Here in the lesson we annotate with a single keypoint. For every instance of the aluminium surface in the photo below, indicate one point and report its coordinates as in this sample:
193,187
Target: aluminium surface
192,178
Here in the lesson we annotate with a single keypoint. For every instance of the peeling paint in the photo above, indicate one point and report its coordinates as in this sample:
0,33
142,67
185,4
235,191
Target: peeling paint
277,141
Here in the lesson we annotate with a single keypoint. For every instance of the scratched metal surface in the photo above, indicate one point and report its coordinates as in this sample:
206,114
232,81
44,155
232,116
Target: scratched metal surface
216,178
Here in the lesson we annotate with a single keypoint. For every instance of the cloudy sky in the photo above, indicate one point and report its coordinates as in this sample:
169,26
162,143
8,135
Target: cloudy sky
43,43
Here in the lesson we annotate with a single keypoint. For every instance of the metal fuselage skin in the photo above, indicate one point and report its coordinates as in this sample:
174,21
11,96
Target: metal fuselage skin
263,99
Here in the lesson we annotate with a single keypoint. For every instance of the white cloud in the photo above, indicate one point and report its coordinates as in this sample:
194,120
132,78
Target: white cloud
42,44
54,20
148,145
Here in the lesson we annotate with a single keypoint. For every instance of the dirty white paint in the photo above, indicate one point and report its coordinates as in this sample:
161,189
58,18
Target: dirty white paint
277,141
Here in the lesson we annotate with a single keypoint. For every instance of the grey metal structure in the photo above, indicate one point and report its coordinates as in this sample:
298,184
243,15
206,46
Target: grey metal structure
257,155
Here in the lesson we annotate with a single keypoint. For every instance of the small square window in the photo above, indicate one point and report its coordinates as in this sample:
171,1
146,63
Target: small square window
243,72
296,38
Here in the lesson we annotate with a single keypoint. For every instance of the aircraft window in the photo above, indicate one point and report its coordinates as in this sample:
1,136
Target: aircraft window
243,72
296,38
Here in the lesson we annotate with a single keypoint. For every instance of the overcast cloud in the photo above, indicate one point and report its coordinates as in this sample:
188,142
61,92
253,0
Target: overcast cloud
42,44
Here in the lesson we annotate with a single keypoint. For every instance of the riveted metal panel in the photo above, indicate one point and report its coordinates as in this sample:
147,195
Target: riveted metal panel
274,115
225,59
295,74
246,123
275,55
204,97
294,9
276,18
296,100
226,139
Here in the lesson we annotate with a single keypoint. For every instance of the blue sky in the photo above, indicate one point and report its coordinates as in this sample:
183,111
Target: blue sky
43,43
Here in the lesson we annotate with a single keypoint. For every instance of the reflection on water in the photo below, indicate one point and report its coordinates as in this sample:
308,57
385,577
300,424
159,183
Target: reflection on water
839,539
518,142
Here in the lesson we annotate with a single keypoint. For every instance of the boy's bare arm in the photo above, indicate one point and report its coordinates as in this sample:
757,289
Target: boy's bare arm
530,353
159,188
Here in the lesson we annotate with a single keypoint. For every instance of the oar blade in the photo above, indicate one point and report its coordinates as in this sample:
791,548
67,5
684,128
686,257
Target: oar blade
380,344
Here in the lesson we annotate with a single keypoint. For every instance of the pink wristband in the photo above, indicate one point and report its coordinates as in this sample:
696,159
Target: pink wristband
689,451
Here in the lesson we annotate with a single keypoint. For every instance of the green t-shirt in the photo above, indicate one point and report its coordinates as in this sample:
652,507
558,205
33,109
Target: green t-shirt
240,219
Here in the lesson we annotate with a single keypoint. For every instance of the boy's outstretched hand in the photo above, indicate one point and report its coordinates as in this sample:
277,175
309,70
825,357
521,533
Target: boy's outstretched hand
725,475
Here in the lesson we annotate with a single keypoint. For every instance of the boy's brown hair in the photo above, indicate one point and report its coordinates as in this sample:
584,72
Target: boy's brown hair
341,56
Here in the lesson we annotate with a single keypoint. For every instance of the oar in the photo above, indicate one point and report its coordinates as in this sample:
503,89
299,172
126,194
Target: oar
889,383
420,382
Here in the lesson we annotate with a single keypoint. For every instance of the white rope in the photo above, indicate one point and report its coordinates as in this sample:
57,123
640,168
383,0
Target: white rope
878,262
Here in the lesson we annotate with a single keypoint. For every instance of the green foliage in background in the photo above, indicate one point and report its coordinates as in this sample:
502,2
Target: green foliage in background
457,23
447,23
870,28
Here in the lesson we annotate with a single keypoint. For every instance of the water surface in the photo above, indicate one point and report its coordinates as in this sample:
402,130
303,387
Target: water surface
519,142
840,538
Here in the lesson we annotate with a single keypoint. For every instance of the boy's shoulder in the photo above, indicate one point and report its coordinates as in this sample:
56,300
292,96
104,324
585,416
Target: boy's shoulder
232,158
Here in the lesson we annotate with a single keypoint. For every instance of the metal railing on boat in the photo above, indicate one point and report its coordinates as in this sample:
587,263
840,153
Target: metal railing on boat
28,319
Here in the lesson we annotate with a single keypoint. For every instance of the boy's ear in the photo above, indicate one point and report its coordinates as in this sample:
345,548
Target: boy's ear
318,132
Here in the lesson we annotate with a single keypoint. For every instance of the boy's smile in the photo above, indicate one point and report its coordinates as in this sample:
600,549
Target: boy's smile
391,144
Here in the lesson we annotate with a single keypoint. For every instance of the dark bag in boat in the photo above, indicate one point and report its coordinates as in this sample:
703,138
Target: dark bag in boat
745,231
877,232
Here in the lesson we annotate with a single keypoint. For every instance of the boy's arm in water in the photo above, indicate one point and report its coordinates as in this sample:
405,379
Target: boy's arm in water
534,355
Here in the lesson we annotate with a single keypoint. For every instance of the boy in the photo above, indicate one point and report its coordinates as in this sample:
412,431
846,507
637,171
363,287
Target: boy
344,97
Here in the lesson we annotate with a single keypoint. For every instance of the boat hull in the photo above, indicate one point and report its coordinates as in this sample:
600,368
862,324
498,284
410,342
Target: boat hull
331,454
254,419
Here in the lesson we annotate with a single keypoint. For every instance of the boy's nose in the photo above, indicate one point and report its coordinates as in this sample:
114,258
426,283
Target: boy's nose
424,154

============================================================

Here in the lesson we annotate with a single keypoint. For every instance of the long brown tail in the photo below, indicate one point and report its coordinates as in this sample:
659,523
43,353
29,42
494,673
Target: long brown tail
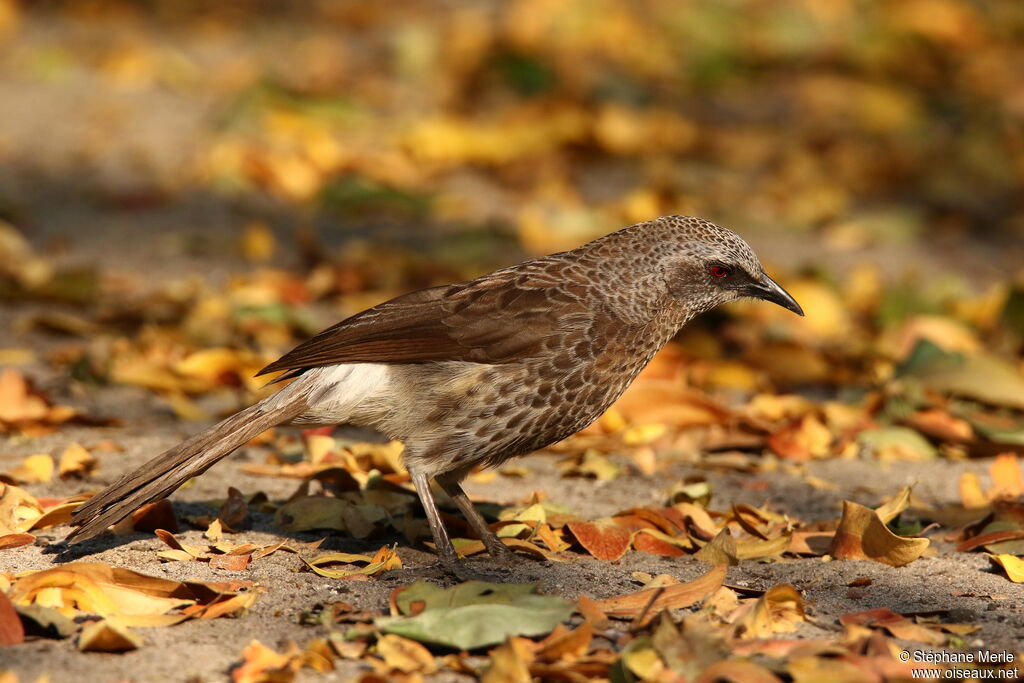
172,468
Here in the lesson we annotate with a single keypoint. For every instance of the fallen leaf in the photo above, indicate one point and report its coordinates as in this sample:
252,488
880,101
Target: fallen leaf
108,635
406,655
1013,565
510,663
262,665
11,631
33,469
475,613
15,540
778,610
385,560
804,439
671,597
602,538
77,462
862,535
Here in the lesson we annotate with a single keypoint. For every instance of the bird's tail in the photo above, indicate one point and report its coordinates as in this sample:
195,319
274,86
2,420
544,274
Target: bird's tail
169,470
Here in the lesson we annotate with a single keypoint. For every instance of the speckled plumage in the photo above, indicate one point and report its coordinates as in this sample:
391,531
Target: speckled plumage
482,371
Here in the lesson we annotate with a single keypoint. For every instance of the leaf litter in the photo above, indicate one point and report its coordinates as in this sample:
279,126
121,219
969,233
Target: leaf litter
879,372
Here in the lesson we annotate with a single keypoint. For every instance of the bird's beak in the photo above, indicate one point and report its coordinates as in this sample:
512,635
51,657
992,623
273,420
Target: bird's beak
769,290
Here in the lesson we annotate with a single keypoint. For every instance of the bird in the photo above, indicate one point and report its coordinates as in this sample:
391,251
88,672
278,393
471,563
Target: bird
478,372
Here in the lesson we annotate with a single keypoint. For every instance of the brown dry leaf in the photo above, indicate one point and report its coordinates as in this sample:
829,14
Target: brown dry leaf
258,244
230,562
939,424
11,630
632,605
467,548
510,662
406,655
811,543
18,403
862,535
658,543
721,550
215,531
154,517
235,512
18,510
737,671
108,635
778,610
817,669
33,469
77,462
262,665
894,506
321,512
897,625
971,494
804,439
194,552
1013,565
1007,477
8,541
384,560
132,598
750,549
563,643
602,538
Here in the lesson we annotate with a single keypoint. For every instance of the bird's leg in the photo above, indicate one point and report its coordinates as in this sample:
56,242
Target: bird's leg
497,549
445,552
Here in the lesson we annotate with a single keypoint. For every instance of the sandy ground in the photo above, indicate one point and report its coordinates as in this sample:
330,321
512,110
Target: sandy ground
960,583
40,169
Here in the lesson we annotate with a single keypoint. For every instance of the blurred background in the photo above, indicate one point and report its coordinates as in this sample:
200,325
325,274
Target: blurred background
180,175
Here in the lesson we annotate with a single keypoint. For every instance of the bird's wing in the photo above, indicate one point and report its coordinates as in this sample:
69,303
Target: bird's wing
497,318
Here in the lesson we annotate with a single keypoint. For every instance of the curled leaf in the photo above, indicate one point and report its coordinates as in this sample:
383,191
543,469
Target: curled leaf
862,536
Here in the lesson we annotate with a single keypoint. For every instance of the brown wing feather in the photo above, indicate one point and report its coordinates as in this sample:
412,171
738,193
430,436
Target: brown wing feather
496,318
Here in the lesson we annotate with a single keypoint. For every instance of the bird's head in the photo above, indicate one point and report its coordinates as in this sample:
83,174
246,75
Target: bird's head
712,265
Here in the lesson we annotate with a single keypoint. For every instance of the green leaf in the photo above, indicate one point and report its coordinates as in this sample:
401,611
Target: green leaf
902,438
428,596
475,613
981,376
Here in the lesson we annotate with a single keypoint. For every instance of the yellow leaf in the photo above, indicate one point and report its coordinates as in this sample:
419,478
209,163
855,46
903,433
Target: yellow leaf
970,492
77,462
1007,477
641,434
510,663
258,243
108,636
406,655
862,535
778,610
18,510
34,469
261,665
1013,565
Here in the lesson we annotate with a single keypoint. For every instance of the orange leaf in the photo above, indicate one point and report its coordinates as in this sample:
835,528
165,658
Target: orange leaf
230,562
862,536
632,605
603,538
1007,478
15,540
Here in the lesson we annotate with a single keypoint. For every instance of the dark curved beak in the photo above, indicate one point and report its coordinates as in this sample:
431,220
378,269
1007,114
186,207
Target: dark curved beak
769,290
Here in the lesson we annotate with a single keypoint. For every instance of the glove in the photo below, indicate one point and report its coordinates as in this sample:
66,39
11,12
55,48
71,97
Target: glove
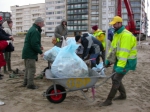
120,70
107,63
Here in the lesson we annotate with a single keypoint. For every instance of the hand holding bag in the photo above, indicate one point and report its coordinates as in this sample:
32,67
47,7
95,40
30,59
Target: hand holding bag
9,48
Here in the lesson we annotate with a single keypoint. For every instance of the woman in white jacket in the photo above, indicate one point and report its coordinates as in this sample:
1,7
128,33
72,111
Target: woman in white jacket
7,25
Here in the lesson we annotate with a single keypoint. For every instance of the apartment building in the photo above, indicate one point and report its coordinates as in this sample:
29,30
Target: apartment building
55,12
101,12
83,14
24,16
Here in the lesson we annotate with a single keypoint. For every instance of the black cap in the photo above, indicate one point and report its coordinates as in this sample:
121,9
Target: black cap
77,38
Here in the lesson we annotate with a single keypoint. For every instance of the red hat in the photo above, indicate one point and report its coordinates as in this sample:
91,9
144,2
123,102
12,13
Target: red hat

============================================================

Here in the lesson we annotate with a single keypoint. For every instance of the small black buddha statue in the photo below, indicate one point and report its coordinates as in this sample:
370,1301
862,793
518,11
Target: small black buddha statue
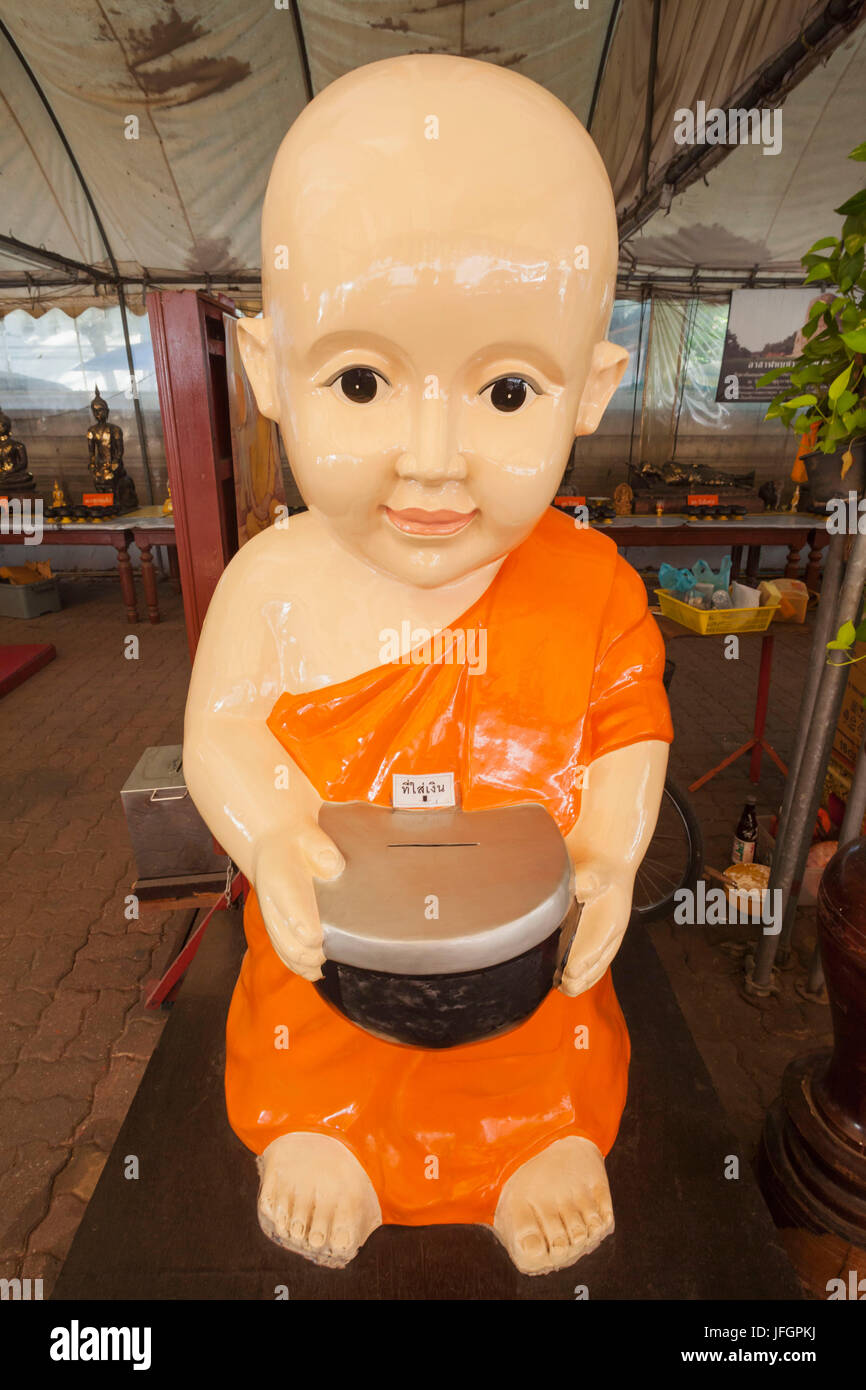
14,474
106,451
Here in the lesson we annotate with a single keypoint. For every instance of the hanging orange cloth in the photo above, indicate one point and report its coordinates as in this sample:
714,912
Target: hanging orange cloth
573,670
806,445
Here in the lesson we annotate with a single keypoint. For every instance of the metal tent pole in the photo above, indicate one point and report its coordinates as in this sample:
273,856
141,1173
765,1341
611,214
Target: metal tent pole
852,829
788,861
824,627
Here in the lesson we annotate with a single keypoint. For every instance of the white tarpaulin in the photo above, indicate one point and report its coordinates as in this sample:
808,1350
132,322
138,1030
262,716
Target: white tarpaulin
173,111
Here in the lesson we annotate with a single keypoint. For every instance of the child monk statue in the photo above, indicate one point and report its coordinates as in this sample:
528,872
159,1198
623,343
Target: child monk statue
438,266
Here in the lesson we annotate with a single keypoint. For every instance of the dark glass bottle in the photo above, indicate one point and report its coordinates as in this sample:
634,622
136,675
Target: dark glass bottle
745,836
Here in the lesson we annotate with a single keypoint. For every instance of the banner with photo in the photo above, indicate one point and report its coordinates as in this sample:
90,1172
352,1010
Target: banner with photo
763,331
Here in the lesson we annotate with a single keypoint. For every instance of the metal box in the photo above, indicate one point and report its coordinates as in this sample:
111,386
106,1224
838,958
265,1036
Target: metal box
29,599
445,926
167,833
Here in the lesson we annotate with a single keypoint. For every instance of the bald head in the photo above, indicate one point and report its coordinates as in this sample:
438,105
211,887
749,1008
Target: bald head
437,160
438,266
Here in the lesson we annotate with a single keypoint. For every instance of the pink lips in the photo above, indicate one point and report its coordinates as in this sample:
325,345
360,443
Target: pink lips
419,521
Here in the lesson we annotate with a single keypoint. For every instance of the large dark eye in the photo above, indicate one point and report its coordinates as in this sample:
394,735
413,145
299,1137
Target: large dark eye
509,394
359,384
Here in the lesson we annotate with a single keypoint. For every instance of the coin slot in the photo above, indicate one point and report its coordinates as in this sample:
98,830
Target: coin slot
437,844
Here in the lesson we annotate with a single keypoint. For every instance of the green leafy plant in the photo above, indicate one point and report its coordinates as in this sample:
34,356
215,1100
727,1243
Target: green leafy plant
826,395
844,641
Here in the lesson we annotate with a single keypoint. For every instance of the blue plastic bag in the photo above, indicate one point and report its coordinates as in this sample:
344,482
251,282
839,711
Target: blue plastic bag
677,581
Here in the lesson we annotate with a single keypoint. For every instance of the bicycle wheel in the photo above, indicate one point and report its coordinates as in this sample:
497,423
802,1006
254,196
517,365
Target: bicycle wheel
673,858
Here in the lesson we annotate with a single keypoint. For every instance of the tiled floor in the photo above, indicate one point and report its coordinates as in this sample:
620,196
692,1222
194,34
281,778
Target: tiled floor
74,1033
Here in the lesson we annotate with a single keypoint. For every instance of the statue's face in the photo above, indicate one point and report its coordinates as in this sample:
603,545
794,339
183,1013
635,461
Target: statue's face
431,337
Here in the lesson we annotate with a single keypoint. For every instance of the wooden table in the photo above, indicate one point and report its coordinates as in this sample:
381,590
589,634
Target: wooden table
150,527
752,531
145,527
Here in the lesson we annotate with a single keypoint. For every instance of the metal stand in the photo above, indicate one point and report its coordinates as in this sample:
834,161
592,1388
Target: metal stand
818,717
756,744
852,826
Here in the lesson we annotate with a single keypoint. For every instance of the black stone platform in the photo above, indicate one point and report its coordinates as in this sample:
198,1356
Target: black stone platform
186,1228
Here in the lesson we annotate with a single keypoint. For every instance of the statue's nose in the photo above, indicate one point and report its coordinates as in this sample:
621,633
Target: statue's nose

============================================================

Exercise details ▸ Find the lines of the listing above that hold "below". Please copy them.

Answer to the exercise ▸
Here in the lesson we annotate with a single keypoint. For every instance of the aluminium surface in the photo below, indicate one point and report its coordinates as in this sample:
Here in the lesson we annotate with a single keypoint. For every instance of the reflection on water in the photo below, indicate one point and report its coordinates as in this sample:
Here in the lesson we annotate with a single keypoint. For every instance of the long brown tail in the photo below, indicate one point and report its coordinates as in this sample:
Here in the lesson we annotate with a single keypoint. For every instance of the glove in the photo below, indicate one point and report its coordinates as in this sample:
Here in the lesson we annotate with a single keypoint. For every instance of the small black buddha statue in the photo below, indicate one point and report its coordinates as in this sample:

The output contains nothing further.